• WHAT NEEDS TO BE DONE:
Copy out the lines of the listing below exactly, starting with the line that contains "Find the calm" and going on through the last line of the listing, with both ends included.

====== STORED DATA ======

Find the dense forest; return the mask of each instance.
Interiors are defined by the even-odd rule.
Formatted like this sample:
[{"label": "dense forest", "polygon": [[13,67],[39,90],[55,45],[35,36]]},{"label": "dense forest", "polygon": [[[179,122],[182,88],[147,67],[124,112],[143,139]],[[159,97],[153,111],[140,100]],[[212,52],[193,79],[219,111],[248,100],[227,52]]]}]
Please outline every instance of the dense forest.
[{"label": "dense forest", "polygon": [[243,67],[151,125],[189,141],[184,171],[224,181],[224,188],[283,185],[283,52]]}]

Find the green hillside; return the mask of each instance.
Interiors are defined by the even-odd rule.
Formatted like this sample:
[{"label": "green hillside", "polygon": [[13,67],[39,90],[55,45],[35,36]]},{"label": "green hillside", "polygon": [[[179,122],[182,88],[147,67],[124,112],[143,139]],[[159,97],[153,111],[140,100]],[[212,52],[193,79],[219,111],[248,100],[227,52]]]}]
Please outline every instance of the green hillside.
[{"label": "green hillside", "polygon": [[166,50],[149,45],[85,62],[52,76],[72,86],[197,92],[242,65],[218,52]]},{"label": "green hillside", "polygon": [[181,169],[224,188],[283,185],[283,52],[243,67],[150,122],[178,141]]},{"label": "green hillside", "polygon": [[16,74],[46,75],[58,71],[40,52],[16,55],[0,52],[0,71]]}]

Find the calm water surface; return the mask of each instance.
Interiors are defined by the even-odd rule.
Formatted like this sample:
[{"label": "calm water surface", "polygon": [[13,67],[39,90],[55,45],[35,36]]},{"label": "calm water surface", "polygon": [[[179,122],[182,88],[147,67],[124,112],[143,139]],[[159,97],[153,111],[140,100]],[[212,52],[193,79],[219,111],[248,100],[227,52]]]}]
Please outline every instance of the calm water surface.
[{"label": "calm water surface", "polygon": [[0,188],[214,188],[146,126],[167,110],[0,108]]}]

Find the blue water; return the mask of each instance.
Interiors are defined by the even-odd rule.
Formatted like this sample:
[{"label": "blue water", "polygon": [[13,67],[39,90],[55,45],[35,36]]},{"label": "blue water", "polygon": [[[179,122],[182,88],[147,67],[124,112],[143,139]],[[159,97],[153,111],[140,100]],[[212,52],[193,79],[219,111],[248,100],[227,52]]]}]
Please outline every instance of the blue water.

======

• CORRECT RESULT:
Find the calm water surface; return the mask of each instance.
Interiors are defined by the even-odd rule.
Formatted like this sample:
[{"label": "calm water surface", "polygon": [[13,67],[39,90],[55,45],[35,36]]},{"label": "calm water surface", "polygon": [[[179,122],[182,88],[147,67],[124,112],[143,139]],[[159,97],[153,111],[140,100]],[[212,52],[193,79],[219,111],[248,100],[227,52]]]}]
Please outline every instance of the calm water surface.
[{"label": "calm water surface", "polygon": [[0,188],[214,188],[146,126],[167,110],[0,108]]}]

Find the blue water; return the mask of each instance.
Interiors are defined by the even-odd rule.
Formatted like this sample:
[{"label": "blue water", "polygon": [[13,67],[39,90],[55,45],[35,36]]},{"label": "blue water", "polygon": [[[179,122],[182,88],[147,67],[124,112],[143,139]],[[159,97],[153,111],[140,100]],[[212,52],[193,79],[219,111],[248,100],[227,52]]]}]
Please outline every instance of the blue water.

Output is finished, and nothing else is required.